- **DIRECTIONS FOR THIS TASK**
Collect and copy every line in the items below that contains the string "parrot". Case matters.

[Labeled-object pointing entries]
****

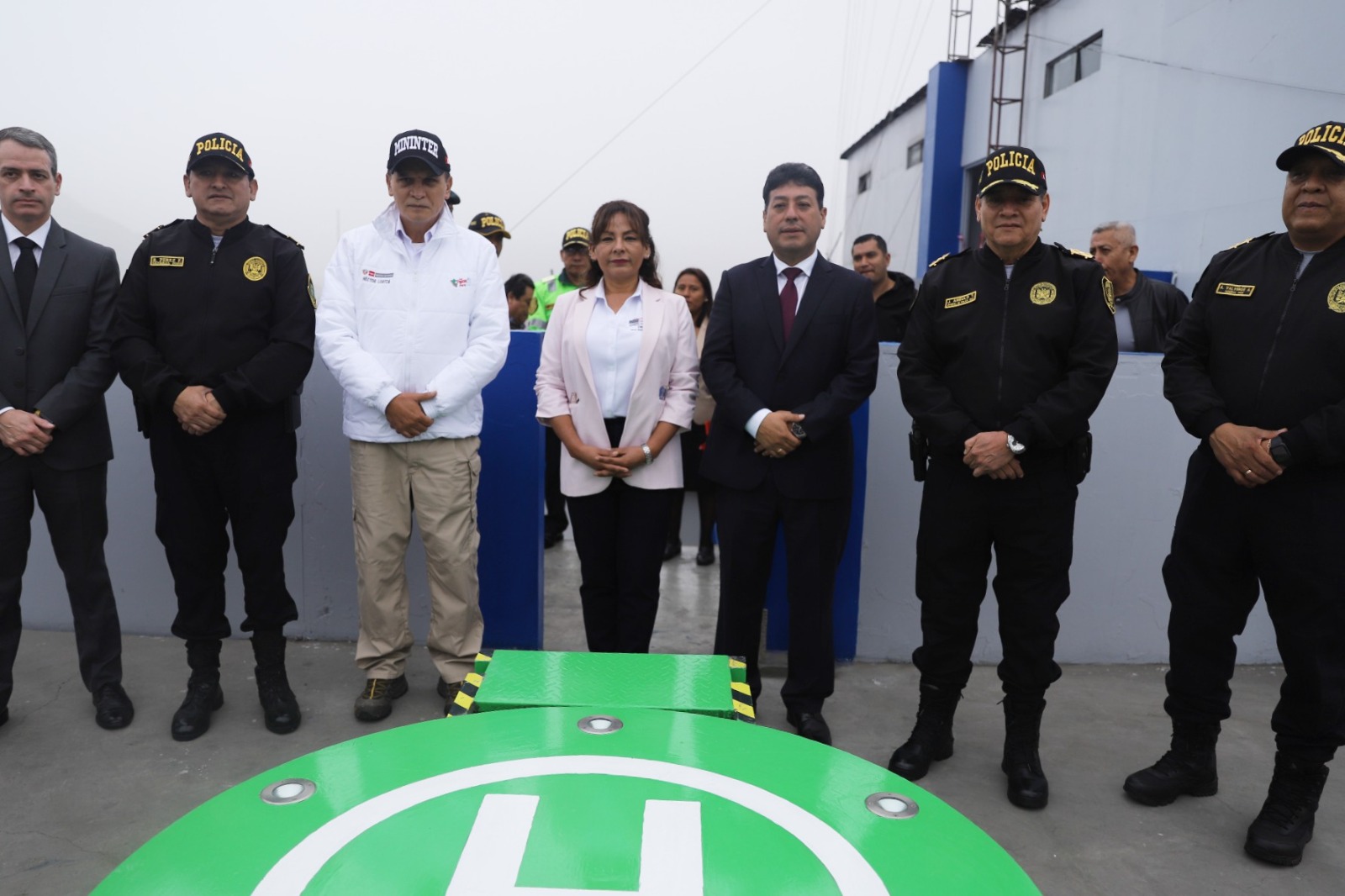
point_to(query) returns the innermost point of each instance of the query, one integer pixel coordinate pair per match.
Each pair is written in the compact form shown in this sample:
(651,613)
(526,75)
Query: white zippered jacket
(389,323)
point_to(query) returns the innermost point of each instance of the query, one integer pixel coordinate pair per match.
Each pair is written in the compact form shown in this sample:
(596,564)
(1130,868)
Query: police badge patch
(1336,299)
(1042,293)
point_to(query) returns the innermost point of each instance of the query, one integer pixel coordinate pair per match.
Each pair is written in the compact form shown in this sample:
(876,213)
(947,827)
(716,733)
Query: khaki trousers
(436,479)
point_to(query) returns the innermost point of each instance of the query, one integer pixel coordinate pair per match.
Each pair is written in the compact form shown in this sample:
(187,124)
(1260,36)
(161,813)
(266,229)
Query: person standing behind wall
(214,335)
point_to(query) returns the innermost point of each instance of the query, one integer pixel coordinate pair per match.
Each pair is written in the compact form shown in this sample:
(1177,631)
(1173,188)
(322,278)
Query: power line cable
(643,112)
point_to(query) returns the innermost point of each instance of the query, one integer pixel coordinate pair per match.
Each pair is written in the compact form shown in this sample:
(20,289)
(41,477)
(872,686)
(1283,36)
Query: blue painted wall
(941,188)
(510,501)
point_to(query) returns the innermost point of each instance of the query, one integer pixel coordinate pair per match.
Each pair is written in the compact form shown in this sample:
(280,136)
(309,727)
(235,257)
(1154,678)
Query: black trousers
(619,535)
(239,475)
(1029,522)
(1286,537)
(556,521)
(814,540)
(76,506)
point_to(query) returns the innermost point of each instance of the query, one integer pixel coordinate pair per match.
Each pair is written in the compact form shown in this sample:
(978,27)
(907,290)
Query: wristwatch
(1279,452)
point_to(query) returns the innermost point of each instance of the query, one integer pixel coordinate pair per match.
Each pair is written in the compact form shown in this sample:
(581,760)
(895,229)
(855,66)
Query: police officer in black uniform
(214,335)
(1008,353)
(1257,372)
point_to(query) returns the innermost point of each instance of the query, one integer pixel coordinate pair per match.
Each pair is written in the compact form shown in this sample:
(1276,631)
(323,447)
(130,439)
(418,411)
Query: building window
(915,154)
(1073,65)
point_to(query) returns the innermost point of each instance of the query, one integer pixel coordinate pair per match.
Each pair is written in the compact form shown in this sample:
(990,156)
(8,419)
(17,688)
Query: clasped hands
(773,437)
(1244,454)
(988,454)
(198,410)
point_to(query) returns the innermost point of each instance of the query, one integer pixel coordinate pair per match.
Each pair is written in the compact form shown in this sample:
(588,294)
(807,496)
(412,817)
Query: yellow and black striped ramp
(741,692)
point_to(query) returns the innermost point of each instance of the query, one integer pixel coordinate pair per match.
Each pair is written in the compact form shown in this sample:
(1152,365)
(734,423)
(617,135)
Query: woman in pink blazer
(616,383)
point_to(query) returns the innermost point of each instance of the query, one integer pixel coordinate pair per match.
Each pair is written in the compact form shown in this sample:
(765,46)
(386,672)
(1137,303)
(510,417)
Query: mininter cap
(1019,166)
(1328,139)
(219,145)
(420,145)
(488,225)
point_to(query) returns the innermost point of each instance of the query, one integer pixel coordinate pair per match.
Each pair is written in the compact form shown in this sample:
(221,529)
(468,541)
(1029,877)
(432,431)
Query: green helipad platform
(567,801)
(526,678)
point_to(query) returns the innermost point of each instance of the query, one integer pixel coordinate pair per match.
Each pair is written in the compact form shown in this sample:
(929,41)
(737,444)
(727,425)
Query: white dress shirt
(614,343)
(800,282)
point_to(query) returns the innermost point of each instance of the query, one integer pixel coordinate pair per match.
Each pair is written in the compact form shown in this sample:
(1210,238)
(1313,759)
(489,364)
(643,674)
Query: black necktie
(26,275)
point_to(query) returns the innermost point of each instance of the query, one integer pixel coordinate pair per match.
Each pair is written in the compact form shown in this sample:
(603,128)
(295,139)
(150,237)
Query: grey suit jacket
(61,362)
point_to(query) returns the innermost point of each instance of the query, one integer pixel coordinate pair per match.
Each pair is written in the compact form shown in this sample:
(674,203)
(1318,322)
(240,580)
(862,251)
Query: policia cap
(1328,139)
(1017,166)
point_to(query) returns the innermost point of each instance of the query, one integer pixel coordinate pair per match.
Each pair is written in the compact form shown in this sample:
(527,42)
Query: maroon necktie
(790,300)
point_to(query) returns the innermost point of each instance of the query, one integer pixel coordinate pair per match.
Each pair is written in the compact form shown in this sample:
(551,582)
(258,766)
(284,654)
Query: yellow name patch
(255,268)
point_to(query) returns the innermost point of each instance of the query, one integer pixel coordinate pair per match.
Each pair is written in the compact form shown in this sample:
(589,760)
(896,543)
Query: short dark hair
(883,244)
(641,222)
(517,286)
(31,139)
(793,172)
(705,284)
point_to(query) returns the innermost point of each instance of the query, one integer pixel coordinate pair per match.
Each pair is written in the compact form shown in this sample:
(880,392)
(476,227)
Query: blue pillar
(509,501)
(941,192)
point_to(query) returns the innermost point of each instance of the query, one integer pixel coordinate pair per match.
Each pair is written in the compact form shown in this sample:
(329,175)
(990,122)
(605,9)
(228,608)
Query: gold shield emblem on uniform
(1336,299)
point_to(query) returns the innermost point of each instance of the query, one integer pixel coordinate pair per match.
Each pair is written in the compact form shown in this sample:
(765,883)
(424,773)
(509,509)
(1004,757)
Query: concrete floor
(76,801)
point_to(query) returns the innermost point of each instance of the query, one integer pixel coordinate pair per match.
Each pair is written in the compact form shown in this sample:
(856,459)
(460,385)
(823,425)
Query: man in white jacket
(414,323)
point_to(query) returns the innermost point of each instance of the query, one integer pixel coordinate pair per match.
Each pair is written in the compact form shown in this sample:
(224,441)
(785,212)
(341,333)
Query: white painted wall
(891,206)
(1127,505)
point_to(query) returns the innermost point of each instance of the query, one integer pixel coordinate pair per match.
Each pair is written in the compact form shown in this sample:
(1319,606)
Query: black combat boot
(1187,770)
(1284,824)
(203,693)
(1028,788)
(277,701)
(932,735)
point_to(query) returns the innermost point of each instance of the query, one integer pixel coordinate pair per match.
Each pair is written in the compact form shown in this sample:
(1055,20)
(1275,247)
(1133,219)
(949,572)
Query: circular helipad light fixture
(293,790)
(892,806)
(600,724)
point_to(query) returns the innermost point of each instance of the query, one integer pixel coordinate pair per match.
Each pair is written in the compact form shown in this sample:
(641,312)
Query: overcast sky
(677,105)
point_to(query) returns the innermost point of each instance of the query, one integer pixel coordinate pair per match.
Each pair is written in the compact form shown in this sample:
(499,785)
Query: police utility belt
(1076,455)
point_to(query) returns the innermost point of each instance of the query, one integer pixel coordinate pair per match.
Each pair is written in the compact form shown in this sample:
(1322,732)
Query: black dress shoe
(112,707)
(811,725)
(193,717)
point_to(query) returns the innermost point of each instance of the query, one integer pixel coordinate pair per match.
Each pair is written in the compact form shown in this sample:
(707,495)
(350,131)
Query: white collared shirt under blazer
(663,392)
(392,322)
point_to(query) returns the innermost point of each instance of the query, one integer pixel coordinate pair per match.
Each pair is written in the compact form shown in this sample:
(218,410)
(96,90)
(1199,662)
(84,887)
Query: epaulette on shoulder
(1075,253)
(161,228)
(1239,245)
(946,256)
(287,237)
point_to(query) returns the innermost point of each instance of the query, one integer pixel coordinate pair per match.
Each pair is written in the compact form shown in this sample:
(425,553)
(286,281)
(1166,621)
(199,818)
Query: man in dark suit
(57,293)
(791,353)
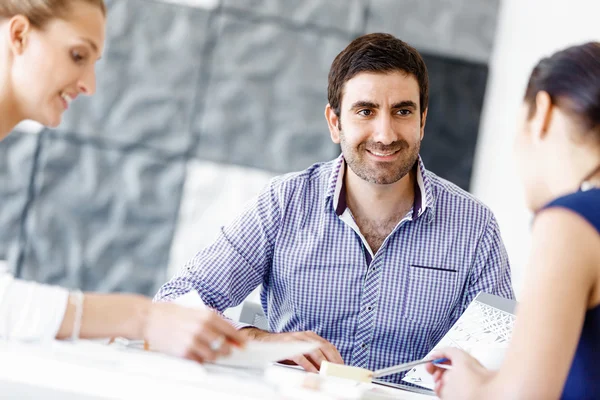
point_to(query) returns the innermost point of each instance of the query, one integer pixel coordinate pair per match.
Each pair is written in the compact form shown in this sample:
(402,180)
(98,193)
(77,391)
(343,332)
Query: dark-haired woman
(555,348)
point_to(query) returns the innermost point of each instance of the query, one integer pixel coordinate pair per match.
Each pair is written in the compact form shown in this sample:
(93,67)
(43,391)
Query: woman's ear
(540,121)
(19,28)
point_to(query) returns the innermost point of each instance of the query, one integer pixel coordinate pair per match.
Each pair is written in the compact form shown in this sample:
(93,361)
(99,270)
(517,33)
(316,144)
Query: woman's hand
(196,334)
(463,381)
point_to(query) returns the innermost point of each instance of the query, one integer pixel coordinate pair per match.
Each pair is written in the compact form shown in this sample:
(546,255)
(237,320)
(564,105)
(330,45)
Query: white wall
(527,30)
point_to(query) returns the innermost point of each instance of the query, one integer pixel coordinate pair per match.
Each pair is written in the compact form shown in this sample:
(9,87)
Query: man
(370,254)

****

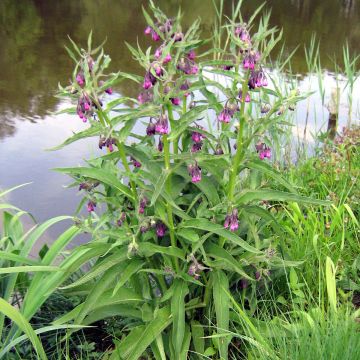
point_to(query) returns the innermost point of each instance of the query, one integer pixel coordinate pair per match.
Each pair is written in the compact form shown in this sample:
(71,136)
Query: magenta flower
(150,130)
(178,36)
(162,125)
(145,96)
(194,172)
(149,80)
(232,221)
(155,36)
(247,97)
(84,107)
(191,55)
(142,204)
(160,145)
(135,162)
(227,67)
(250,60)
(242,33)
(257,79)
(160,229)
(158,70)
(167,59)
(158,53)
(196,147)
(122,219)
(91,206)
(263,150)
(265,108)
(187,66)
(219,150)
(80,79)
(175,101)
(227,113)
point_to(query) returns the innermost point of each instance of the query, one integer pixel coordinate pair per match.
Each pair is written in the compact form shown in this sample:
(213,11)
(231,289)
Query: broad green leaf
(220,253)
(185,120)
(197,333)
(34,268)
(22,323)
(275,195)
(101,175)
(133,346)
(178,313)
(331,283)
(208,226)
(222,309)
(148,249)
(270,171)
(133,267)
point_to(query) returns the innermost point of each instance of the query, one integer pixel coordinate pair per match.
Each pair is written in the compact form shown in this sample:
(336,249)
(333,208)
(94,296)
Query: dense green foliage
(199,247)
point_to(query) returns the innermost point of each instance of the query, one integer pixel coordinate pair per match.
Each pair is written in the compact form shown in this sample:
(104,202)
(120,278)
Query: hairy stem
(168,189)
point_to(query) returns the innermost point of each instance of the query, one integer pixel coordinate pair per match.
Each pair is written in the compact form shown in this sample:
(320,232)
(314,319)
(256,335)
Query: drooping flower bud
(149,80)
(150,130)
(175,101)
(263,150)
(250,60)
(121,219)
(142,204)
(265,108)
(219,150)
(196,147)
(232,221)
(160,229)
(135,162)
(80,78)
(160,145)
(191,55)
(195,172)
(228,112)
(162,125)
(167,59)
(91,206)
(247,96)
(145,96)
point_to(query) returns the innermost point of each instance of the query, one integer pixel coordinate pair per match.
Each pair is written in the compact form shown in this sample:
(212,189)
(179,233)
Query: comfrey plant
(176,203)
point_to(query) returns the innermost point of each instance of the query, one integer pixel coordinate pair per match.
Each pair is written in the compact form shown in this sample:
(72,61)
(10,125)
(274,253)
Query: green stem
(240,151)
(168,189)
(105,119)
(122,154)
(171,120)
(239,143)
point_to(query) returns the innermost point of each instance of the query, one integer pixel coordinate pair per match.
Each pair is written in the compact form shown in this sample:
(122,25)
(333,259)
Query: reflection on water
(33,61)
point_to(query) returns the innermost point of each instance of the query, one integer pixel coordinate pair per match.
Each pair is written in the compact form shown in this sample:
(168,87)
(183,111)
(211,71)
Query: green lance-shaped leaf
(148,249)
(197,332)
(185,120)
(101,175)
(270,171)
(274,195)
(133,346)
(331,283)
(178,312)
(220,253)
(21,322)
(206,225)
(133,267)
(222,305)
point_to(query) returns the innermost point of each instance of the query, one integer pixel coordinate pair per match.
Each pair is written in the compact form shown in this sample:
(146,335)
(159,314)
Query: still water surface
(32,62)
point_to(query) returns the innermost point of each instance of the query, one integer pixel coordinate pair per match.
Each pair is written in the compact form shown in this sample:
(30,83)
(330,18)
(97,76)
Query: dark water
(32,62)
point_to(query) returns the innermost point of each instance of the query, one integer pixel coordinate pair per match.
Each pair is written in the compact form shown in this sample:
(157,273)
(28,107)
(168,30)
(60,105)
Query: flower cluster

****

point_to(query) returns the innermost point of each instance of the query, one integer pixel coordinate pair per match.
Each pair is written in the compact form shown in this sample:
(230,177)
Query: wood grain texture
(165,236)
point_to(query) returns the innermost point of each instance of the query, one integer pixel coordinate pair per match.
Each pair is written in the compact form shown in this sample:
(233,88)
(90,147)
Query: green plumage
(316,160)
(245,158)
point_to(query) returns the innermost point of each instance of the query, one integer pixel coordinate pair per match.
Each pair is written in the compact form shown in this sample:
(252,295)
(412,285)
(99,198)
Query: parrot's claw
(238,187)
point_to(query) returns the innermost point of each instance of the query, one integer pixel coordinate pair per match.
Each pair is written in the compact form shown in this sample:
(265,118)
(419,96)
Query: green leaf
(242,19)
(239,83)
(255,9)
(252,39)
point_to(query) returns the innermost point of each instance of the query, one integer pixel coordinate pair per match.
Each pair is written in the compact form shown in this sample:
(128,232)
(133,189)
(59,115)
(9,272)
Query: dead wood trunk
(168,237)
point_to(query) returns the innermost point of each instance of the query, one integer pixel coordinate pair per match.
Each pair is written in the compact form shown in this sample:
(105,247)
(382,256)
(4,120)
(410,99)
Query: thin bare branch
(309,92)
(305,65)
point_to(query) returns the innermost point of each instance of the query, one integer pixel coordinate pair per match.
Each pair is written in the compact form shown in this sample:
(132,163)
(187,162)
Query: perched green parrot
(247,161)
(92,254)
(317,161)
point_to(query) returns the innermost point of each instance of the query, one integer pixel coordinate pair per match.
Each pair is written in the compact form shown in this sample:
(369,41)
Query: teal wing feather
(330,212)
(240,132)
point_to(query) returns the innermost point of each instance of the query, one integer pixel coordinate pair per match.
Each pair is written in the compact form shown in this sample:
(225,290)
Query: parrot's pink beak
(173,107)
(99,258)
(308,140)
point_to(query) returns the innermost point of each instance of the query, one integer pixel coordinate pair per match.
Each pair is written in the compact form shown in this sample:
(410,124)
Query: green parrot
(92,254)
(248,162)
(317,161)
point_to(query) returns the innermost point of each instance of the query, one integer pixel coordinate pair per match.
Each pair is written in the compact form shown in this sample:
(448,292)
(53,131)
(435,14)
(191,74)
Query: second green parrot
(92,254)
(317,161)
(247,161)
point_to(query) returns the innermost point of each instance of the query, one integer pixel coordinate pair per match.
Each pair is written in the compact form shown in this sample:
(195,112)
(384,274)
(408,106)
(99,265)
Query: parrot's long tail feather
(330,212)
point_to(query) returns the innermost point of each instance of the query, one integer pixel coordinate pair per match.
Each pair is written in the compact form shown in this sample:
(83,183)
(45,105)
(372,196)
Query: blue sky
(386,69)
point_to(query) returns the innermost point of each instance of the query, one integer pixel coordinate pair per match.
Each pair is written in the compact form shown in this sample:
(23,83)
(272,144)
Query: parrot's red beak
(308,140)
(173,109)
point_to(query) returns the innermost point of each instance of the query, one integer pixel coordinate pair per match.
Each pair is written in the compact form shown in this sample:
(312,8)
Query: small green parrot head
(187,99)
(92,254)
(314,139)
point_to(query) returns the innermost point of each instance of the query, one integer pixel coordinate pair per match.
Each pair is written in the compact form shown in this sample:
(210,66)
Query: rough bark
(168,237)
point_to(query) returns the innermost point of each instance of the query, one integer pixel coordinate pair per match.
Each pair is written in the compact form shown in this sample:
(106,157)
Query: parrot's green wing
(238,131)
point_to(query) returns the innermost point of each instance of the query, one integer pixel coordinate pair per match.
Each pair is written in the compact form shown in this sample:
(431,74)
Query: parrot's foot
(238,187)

****

- **RIGHT ANSWER**
Query: parrot's claw
Query: perched green parrot
Query: parrot's pink beak
Query: green parrot
Query: second green parrot
Query: parrot's long tail feather
Query: parrot's red beak
Query: small green parrot head
Query: parrot's green wing
Query: parrot's foot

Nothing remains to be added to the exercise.